══ SOURCE EXTRACT ══

Old Crow is part antique store, part Grandma and Grandpa’s attic/garage, part yard sale, and if you’re a Baby Boomer or an older Gen X’er – it’s a scrapbook of your childhood. It defines eclectic, and is perfectly-situated among the other cool and trendy businesses at 485 New Park Ave. in West Hartford’s Home Design District.
Gina Ferrucci and Pat Bronowicki are partners in the business, which just opened on Aug. 11. They met at Shamrock Tattoo Company on Park Road, where Bronowicki is a tattoo artist and Ferrucci was a customer, and the two now share a home in Farmington as well as the business.
“Pat had been collecting for a long time,” Ferrucci said. They couldn’t fit anything else in their house, and Ferrucci said they had to stop buying stuff, but neither really wanted to stop looking.

═══

== GIVEN REQUEST 1 ==
Print the section of the Old Crow article starting with "Gina Ferrucci and" and going on through "to stop looking.".
== GIVEN REQUEST 2 ==
In the Old Crow article, which things is the store said to be "part" of?
== GIVEN REQUEST 3 ==
Continue the Old Crow article past its final sentence.

══ RECORD EXCERPTS ══

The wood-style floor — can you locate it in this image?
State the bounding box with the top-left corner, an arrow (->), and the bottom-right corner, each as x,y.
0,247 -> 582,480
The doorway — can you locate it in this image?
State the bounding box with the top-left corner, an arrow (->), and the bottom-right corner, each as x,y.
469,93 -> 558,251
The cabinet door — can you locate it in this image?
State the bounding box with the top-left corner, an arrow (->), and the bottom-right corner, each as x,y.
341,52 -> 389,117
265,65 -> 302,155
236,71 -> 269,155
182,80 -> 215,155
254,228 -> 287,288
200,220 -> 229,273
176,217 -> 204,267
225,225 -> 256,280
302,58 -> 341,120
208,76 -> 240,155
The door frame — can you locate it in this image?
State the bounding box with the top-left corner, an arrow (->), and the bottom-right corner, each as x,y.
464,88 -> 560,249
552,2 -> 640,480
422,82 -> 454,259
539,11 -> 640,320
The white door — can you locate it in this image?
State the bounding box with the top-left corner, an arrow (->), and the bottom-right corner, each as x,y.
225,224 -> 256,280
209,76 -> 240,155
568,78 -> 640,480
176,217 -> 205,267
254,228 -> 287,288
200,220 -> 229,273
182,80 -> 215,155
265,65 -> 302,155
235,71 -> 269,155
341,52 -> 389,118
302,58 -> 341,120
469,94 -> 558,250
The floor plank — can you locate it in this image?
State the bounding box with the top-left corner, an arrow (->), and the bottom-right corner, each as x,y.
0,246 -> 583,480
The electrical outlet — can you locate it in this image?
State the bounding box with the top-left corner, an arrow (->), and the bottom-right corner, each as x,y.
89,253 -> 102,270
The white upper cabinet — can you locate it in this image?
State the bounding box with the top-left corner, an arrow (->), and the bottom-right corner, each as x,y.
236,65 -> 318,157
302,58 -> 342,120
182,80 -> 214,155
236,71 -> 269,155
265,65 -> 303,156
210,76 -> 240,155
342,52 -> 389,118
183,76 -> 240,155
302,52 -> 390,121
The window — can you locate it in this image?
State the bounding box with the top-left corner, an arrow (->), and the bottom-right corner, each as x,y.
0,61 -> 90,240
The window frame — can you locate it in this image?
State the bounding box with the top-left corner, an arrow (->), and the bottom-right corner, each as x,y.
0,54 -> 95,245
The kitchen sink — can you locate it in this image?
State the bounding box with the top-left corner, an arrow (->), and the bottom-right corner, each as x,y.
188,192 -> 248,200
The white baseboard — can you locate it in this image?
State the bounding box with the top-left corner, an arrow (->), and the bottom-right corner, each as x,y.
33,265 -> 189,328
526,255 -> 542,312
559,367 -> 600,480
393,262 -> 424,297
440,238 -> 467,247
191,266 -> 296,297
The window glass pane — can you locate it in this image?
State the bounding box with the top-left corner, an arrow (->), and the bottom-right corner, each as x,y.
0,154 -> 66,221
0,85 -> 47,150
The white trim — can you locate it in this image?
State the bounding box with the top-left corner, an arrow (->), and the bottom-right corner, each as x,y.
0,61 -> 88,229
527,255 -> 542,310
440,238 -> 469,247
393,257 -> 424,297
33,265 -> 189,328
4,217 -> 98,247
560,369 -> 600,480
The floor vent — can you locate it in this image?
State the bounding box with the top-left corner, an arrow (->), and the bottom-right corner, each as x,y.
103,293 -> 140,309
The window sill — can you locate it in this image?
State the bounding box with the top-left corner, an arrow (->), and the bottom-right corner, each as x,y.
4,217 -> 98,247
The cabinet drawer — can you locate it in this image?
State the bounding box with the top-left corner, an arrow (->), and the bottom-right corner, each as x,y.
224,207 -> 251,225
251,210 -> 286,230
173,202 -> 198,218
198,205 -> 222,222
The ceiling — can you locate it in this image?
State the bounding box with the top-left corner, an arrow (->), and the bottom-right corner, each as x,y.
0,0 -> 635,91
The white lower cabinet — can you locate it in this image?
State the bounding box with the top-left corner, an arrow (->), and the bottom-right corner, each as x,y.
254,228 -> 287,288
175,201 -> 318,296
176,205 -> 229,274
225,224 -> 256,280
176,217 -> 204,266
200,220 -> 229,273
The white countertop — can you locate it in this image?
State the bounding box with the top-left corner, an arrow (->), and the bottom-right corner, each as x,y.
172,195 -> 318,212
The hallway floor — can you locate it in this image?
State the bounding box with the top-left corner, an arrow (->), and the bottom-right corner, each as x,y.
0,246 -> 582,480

═══

== TASK ANSWER 1 ==
Gina Ferrucci and Pat Bronowicki are partners in the business, which just opened on Aug. 11. They met at Shamrock Tattoo Company on Park Road, where Bronowicki is a tattoo artist and Ferrucci was a customer, and the two now share a home in Farmington as well as the business.
“Pat had been collecting for a long time,” Ferrucci said. They couldn’t fit anything else in their house, and Ferrucci said they had to stop buying stuff, but neither really wanted to stop looking.

== TASK ANSWER 2 ==
- antique store
- Grandma and Grandpa's attic/garage
- yard sale

== TASK ANSWER 3 ==
Bronowicki started consigning items for sale at Blaze & Bloom, which is also located at 485 New Park, when they decided to make a go of opening up their own store. Ferrucci said Old Crow Vintage is more “masculine,” and rather than being in competition is a perfect complement to Blaze & Bloom.
A quick glance around the store reveals a vintage Flexible Flyer sled that Bronowicki has repurposed into a bookshelf. Repurposing, cleaning, and painting items he finds by the side of the road, at tag sales, and at thrift stores is one of Bronowicki’s favorite hobbies.
He also likes collecting old bikes, and has a selection that ranges from 60s era tricycles to Schwinn Stingrays to cruisers. The bikes are showcased in the courtyard every Saturday, Bronowicki said. There’s also a collection of vintage cameras.
Many of the items are perfect for a “man cave,” Bronowicki said, and would appeal to guys in their 20s and 30s. There are bourbon-related items, trunks, military memorabilia, a ship’s wheel, interesting signs and banners, an old Coca Cola cooler, bowling pins.
Not all of Old Crow’s items are “manly,” however.
“We keep hearing, ‘I had that elephant toy box,'” Ferrucci said of a large, plastic, spotted elephant, just one of the items that’s a trip down memory lane for those who grew up in the 1970s.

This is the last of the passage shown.